# start of Records for this exercise
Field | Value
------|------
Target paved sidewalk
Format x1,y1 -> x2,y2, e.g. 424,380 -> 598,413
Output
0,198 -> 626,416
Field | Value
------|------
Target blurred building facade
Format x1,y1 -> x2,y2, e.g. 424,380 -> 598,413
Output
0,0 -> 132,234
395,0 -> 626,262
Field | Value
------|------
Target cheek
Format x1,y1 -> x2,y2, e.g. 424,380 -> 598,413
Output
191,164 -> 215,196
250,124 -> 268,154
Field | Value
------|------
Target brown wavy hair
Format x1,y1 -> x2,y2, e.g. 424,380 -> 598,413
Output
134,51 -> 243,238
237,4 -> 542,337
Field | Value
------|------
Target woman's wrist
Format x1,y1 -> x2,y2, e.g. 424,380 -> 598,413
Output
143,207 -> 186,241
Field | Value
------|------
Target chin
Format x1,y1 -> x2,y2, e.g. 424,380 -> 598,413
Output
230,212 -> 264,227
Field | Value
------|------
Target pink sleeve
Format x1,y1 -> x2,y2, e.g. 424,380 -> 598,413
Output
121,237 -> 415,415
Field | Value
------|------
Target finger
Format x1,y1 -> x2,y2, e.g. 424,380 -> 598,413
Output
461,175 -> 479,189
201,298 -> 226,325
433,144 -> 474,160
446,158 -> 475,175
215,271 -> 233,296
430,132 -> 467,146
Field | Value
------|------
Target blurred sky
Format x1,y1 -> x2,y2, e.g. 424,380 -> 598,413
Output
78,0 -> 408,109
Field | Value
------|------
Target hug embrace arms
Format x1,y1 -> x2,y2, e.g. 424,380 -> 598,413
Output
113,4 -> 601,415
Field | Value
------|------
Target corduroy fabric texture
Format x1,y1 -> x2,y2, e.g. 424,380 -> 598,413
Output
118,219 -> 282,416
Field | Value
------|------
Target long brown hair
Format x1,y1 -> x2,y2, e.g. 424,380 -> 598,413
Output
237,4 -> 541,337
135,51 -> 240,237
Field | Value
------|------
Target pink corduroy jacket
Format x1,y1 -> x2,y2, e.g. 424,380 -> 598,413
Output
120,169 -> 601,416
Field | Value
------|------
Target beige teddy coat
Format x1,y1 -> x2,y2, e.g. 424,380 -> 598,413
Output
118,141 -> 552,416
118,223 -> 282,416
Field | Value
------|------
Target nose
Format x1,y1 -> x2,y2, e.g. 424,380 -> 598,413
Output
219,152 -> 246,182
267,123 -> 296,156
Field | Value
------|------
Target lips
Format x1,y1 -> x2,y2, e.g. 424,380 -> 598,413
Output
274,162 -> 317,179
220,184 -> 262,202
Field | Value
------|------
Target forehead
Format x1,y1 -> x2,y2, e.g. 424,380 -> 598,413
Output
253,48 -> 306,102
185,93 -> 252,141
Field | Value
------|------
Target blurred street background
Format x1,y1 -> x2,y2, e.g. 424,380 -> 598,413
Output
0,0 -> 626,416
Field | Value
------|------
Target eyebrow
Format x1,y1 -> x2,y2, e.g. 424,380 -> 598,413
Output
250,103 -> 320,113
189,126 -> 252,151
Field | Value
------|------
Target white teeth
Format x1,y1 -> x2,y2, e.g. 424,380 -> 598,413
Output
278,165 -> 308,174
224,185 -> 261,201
# end of Records for this exercise
» The task: Starting at the beginning of the entries and ending at the line containing "395,0 -> 626,262", write the lines out again with the requests included, multiplying each coordinate in the answers by 2.55 and rounding to whole numbers, halves up. Leave the requests and their sample coordinates unchanged.

» Reply to the exercise:
Field | Value
------|------
Target paved sidewalk
Format x1,y1 -> x2,y2, e.g. 424,380 -> 598,413
Output
0,505 -> 1596,1061
Field | Value
------|------
Target blurred building facade
Format x1,y1 -> x2,y2, e.g. 424,380 -> 598,413
Output
0,0 -> 337,597
1007,0 -> 1596,668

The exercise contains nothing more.